**Exercise brief**
Select every line of the records below that contains the string "framework" and copy those lines, matching case exactly.

Photo object pointing records
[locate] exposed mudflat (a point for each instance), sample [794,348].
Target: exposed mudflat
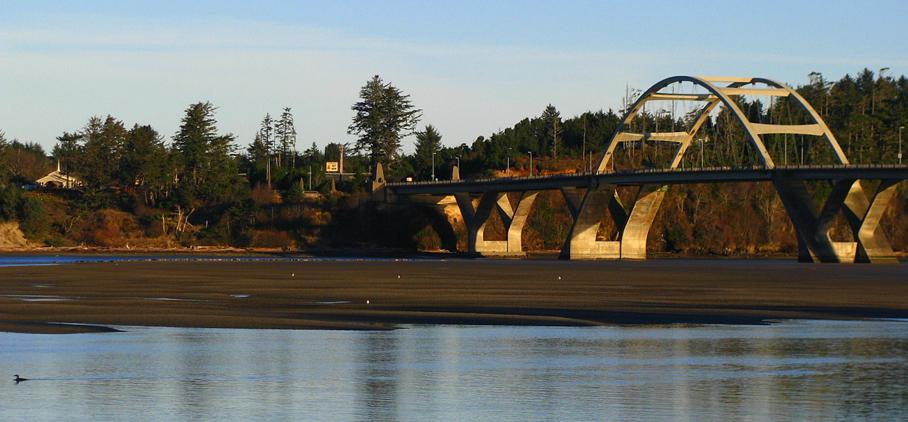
[380,295]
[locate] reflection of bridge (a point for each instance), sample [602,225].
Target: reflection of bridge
[589,196]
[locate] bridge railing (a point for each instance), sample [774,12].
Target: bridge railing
[654,171]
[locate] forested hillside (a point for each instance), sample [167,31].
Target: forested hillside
[199,186]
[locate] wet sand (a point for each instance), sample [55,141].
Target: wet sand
[379,295]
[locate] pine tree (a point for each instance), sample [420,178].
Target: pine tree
[383,116]
[207,165]
[285,137]
[428,142]
[552,120]
[266,133]
[146,163]
[102,152]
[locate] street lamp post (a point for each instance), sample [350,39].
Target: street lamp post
[531,162]
[900,143]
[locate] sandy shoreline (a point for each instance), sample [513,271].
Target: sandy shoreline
[369,294]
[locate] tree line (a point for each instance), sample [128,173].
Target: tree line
[201,175]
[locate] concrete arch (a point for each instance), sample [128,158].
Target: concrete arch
[719,94]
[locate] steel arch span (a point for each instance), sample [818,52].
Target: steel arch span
[720,91]
[591,197]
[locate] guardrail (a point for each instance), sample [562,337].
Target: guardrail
[652,171]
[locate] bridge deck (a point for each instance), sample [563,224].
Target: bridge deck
[658,176]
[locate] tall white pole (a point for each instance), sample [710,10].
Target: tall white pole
[531,163]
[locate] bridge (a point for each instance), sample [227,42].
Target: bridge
[591,195]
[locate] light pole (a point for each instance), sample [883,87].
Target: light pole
[531,162]
[900,143]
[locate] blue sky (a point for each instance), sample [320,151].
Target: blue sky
[473,67]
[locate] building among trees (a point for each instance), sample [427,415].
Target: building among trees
[57,180]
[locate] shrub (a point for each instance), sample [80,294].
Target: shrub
[33,221]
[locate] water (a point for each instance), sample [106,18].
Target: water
[794,370]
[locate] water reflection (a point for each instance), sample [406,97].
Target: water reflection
[794,370]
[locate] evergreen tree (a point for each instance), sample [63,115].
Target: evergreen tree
[552,120]
[146,163]
[428,142]
[4,159]
[207,167]
[383,116]
[102,152]
[266,135]
[285,138]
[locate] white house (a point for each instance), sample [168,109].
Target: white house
[58,180]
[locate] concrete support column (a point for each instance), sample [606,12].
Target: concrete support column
[633,227]
[864,216]
[814,243]
[587,211]
[513,215]
[869,243]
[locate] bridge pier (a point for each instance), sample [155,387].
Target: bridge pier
[863,213]
[632,226]
[513,214]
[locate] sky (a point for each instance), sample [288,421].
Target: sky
[473,67]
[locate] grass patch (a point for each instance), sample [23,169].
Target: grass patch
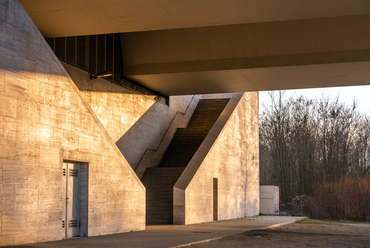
[331,222]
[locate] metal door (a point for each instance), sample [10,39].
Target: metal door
[71,198]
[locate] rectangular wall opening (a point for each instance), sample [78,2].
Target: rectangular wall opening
[75,199]
[215,198]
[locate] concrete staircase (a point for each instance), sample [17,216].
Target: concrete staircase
[159,181]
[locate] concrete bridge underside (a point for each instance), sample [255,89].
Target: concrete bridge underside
[207,46]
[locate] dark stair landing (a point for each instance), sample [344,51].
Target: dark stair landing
[159,181]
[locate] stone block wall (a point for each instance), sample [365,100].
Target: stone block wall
[44,120]
[134,121]
[234,161]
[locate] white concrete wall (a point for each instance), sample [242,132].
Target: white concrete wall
[234,160]
[44,119]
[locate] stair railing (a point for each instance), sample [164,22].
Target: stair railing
[166,134]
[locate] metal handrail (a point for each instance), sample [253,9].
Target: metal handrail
[165,135]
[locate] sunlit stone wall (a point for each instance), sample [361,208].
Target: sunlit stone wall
[44,119]
[234,161]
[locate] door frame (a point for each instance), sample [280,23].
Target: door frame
[84,199]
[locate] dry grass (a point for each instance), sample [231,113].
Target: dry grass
[347,199]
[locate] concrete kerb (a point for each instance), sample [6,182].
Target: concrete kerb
[268,227]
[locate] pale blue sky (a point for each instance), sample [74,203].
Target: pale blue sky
[346,94]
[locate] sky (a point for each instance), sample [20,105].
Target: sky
[345,94]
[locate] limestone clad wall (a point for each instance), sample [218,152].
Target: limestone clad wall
[134,121]
[44,120]
[234,161]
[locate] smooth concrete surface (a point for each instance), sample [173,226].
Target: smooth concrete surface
[204,47]
[229,153]
[134,121]
[81,17]
[173,235]
[307,53]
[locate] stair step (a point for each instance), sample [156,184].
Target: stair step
[159,181]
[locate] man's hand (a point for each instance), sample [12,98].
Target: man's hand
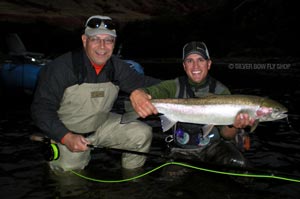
[242,120]
[75,142]
[141,103]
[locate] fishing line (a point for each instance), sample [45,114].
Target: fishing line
[54,154]
[272,176]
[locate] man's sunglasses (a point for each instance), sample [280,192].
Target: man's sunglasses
[96,23]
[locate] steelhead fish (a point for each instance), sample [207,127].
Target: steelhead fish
[213,110]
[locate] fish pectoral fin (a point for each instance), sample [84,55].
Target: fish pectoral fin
[206,129]
[129,117]
[166,123]
[253,127]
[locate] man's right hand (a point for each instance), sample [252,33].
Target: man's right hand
[141,103]
[75,142]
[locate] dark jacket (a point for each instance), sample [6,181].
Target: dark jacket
[58,75]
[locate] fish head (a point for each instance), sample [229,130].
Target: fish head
[271,110]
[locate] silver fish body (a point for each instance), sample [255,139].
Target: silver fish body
[217,109]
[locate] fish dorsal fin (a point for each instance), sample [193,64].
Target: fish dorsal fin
[166,123]
[253,127]
[206,129]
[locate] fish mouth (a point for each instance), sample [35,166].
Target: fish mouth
[280,115]
[197,72]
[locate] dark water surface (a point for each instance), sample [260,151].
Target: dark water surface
[275,149]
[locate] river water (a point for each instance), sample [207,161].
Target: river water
[275,150]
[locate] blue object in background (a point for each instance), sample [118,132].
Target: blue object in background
[22,76]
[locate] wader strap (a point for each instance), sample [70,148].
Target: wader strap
[78,66]
[184,85]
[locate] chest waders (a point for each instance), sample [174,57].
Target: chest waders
[85,108]
[189,138]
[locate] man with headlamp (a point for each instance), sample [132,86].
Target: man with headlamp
[75,94]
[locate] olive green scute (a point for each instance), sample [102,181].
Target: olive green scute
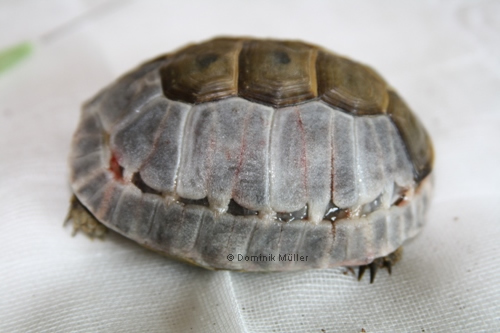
[202,72]
[277,73]
[415,137]
[350,86]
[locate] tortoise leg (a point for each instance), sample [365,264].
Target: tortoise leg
[84,221]
[383,262]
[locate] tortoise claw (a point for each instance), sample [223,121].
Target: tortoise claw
[361,272]
[383,262]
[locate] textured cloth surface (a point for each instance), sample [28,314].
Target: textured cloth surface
[442,57]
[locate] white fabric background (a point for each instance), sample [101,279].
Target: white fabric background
[443,57]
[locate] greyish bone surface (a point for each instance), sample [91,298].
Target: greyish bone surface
[254,148]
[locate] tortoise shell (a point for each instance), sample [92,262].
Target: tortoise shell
[255,149]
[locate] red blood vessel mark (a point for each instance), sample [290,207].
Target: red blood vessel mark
[116,168]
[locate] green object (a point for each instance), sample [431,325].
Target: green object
[12,55]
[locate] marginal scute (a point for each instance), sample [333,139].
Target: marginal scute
[415,137]
[203,72]
[277,73]
[350,86]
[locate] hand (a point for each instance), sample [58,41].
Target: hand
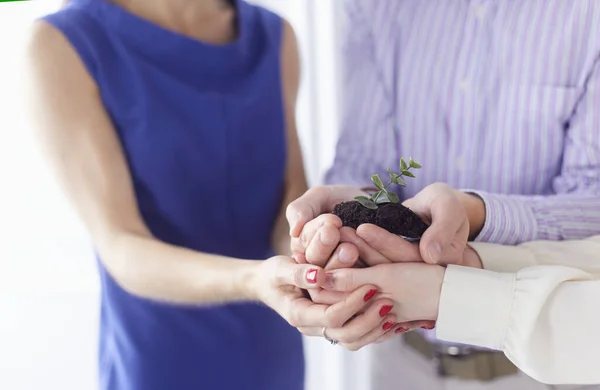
[315,233]
[444,242]
[414,287]
[355,321]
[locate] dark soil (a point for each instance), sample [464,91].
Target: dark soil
[393,217]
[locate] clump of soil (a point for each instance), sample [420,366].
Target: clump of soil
[393,217]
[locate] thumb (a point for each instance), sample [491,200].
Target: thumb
[447,216]
[436,240]
[305,209]
[348,279]
[304,276]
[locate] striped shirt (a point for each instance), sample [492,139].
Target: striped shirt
[498,96]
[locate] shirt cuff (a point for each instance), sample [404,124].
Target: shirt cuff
[501,258]
[475,307]
[508,221]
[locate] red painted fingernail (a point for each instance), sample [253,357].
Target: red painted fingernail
[384,310]
[430,325]
[311,276]
[370,294]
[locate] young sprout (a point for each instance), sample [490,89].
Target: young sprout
[383,195]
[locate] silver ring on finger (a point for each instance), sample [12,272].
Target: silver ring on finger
[324,334]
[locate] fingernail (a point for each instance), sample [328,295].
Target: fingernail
[345,256]
[435,252]
[326,239]
[364,235]
[370,295]
[293,221]
[329,276]
[384,310]
[311,276]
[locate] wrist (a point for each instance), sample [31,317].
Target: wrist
[471,258]
[475,209]
[440,273]
[246,280]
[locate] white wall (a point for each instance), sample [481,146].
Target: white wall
[48,284]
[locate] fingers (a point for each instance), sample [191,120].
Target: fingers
[345,256]
[322,246]
[304,276]
[324,230]
[404,327]
[309,206]
[349,279]
[364,329]
[439,203]
[392,247]
[361,330]
[302,312]
[366,253]
[327,297]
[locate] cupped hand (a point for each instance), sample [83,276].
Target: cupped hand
[414,287]
[357,320]
[444,242]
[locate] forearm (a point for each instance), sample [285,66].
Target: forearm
[514,219]
[152,269]
[280,238]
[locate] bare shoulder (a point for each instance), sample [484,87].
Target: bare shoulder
[51,59]
[290,60]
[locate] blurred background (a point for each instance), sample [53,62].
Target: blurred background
[49,292]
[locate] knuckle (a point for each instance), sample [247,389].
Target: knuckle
[353,347]
[333,319]
[294,318]
[297,276]
[346,338]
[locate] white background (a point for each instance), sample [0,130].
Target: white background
[48,283]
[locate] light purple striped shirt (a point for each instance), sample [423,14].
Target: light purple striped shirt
[494,95]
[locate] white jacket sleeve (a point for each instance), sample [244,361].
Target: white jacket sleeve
[538,302]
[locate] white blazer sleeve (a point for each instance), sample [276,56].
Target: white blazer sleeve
[538,302]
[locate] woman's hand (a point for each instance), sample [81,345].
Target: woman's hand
[414,287]
[355,321]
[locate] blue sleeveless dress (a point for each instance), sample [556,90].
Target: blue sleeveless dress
[202,128]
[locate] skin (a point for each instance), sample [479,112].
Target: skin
[80,145]
[408,273]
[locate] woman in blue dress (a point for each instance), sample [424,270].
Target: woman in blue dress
[170,125]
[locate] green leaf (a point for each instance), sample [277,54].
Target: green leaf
[368,203]
[393,197]
[377,181]
[403,165]
[414,164]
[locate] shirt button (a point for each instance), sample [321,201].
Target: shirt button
[479,11]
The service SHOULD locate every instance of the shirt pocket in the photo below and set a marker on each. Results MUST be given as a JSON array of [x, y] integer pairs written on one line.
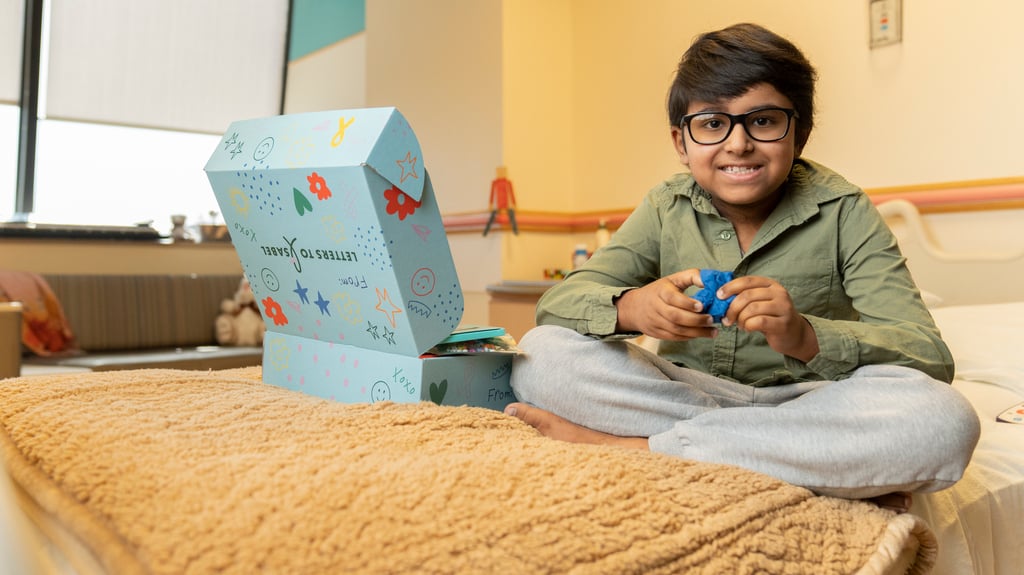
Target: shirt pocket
[[813, 284]]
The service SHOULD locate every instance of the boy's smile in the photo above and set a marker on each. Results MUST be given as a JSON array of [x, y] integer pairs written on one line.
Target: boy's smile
[[742, 175]]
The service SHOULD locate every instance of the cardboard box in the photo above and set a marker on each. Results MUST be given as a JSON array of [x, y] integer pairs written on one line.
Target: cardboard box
[[338, 230]]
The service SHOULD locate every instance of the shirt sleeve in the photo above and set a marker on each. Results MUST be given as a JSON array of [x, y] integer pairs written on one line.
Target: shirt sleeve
[[585, 301], [894, 326]]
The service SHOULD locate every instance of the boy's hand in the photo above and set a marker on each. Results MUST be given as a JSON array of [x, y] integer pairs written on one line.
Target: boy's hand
[[764, 305], [662, 310]]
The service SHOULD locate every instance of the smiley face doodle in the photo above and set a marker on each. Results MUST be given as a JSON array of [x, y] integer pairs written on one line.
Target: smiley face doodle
[[423, 281], [270, 279], [263, 148], [380, 392]]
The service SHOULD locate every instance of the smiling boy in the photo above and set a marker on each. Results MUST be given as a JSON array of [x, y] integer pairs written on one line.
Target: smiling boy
[[826, 371]]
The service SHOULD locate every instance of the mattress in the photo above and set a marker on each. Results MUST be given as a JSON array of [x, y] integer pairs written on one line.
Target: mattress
[[978, 522]]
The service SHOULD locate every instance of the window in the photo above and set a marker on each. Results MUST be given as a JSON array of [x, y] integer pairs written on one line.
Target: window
[[133, 97]]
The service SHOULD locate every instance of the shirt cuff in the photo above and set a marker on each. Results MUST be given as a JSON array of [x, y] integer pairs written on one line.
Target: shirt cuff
[[838, 350], [603, 314]]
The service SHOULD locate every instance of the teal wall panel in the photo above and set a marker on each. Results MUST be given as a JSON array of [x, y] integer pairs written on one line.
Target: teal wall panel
[[316, 24]]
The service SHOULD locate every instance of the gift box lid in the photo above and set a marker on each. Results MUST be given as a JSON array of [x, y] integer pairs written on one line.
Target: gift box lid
[[335, 221]]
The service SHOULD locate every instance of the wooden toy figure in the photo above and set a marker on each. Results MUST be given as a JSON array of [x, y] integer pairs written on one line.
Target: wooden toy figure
[[502, 197]]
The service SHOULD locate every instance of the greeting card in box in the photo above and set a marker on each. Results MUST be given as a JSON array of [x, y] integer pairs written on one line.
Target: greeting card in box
[[338, 230]]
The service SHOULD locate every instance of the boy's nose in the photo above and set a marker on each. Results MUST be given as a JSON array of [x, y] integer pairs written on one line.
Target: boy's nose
[[738, 139]]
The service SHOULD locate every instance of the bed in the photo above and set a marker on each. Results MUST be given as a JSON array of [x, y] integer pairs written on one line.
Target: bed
[[978, 522], [194, 472]]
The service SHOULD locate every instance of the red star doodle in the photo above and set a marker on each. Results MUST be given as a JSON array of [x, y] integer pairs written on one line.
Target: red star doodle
[[273, 310]]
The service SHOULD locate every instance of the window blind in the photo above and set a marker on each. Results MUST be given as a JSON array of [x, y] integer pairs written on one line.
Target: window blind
[[11, 19], [180, 64]]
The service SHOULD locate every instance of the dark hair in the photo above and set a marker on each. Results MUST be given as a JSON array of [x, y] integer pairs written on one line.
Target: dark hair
[[726, 63]]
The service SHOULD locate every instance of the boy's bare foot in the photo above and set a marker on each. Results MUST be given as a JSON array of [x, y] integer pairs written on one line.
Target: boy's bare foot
[[563, 430], [898, 501]]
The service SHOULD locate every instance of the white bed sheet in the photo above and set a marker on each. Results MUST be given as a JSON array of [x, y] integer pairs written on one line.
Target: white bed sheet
[[979, 522]]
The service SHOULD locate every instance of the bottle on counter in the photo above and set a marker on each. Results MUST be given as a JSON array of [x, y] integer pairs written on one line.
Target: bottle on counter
[[603, 235], [580, 255]]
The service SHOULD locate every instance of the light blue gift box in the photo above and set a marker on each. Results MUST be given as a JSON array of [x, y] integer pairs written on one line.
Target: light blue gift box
[[338, 230]]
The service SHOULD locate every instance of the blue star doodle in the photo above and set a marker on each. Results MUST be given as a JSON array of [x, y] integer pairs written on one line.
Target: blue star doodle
[[323, 304], [301, 292]]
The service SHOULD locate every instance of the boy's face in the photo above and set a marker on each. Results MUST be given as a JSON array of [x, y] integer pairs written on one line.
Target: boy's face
[[741, 174]]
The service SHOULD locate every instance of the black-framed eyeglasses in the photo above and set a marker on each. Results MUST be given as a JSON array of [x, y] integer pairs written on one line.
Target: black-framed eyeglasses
[[764, 125]]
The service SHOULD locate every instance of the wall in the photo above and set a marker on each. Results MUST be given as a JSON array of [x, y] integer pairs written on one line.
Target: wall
[[569, 95], [893, 116]]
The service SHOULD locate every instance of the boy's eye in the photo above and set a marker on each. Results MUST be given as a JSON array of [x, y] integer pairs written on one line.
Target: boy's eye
[[762, 121], [710, 122]]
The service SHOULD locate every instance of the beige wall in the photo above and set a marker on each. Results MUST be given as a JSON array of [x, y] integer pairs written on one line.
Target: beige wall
[[569, 94], [886, 117]]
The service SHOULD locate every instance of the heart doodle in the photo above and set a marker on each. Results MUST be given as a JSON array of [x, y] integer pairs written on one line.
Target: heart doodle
[[437, 391], [302, 204]]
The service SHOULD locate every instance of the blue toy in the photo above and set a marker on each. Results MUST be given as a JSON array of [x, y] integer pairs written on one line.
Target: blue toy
[[713, 279]]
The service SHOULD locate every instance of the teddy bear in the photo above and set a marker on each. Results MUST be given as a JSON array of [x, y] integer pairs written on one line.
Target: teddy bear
[[240, 322]]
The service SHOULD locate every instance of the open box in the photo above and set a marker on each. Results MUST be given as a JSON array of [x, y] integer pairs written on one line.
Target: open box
[[335, 221]]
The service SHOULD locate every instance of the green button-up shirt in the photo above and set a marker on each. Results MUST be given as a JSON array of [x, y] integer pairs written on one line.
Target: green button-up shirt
[[824, 242]]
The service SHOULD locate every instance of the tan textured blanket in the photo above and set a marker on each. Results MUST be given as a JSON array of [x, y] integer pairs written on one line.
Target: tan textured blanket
[[186, 472]]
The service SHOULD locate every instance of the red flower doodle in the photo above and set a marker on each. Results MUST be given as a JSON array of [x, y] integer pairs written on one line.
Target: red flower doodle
[[317, 185], [399, 203], [273, 311]]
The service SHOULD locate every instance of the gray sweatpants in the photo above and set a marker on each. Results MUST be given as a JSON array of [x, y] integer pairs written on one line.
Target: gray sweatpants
[[884, 429]]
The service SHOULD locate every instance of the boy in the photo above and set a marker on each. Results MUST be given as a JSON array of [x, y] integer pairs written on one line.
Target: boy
[[826, 370]]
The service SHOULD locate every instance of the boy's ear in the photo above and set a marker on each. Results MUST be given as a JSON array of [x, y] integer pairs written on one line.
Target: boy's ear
[[679, 142]]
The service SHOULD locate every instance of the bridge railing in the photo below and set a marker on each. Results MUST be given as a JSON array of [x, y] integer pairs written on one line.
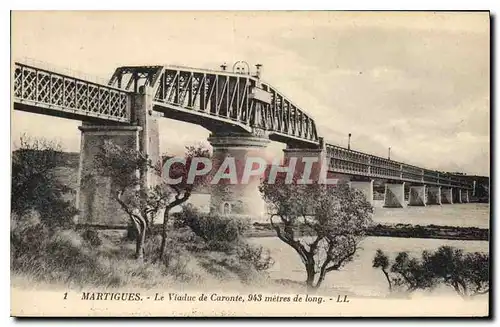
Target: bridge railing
[[44, 88], [353, 162]]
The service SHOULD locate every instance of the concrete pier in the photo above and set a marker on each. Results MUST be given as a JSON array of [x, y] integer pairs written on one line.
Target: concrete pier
[[465, 196], [366, 187], [237, 198], [447, 195], [417, 196], [434, 195], [394, 195]]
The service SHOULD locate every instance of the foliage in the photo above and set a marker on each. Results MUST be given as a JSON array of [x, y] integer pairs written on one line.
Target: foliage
[[92, 237], [336, 215], [35, 186], [218, 231], [128, 168], [467, 274], [225, 234]]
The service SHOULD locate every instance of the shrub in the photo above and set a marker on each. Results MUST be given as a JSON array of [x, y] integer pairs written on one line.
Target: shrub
[[467, 274], [256, 256], [92, 237], [219, 232]]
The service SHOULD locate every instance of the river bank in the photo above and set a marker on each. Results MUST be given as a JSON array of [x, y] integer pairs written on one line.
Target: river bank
[[400, 230]]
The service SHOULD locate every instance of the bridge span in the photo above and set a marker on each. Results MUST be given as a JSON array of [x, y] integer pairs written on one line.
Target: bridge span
[[240, 110]]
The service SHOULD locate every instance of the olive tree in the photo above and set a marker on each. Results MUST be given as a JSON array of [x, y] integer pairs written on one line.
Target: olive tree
[[127, 168], [322, 223], [466, 273]]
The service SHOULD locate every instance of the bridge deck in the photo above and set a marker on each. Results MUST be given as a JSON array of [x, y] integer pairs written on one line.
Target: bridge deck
[[213, 99]]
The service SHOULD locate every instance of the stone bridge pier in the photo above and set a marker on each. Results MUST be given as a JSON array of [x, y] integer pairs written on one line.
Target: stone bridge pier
[[418, 195], [240, 196], [447, 195], [365, 186], [434, 195], [95, 199], [394, 196]]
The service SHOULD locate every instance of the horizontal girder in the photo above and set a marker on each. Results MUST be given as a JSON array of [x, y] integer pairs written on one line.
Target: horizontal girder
[[240, 99], [51, 93], [216, 100]]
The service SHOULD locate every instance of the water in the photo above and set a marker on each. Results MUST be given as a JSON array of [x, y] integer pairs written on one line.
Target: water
[[464, 215], [358, 276]]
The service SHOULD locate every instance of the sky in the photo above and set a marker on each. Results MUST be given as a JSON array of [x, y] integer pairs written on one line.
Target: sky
[[415, 82]]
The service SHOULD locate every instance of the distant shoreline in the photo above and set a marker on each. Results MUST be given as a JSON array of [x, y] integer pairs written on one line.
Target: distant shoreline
[[404, 231], [378, 230]]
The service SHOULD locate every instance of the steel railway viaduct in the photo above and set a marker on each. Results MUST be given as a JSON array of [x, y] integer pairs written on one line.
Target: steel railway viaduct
[[242, 112]]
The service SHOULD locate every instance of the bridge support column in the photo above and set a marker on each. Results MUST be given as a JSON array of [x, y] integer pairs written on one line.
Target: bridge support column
[[95, 196], [434, 195], [366, 187], [95, 192], [465, 196], [457, 196], [394, 195], [237, 198], [417, 196], [447, 195]]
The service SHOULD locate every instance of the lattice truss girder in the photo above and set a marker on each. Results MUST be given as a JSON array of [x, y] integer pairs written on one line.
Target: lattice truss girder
[[45, 89], [356, 163], [220, 94], [224, 96], [281, 115]]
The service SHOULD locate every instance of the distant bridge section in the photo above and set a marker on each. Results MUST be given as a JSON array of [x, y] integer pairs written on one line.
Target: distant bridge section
[[220, 101], [356, 163]]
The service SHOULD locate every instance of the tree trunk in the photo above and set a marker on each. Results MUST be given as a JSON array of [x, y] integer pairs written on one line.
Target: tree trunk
[[139, 245], [164, 233], [388, 279], [310, 275]]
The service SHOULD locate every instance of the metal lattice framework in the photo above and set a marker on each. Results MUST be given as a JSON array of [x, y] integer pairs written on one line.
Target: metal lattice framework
[[351, 162], [213, 99], [220, 97], [41, 90]]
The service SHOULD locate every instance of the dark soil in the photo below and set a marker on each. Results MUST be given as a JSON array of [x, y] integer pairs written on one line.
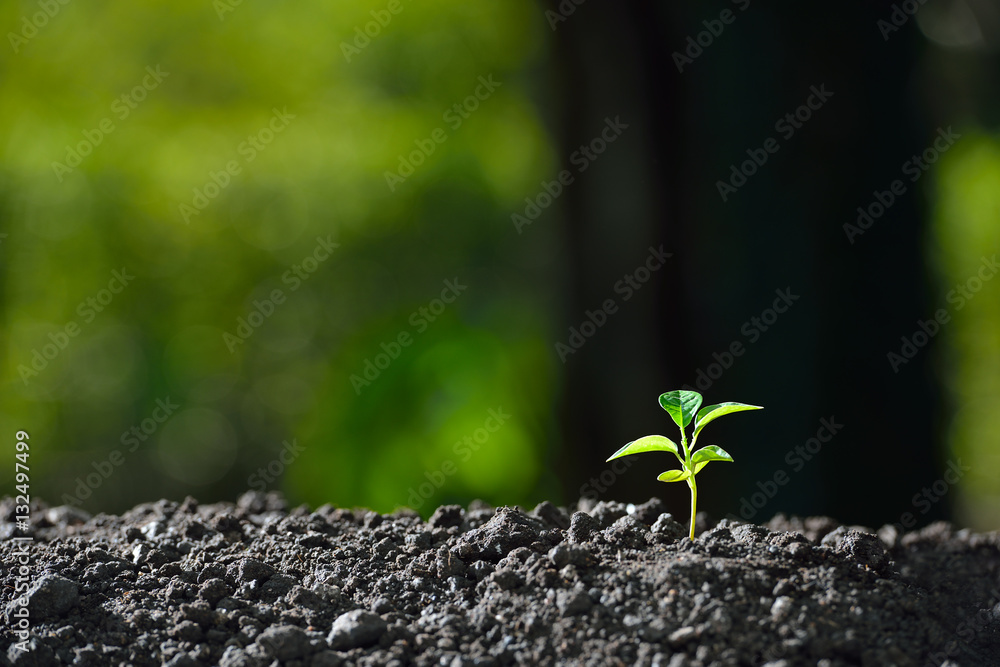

**Correct response**
The service SHOULD locate every instance of the metal lattice framework in the photo above and set a marker on each. Results MUST be given as a JSON array of [x, y] integer pairs written on one line.
Target: metal lattice framework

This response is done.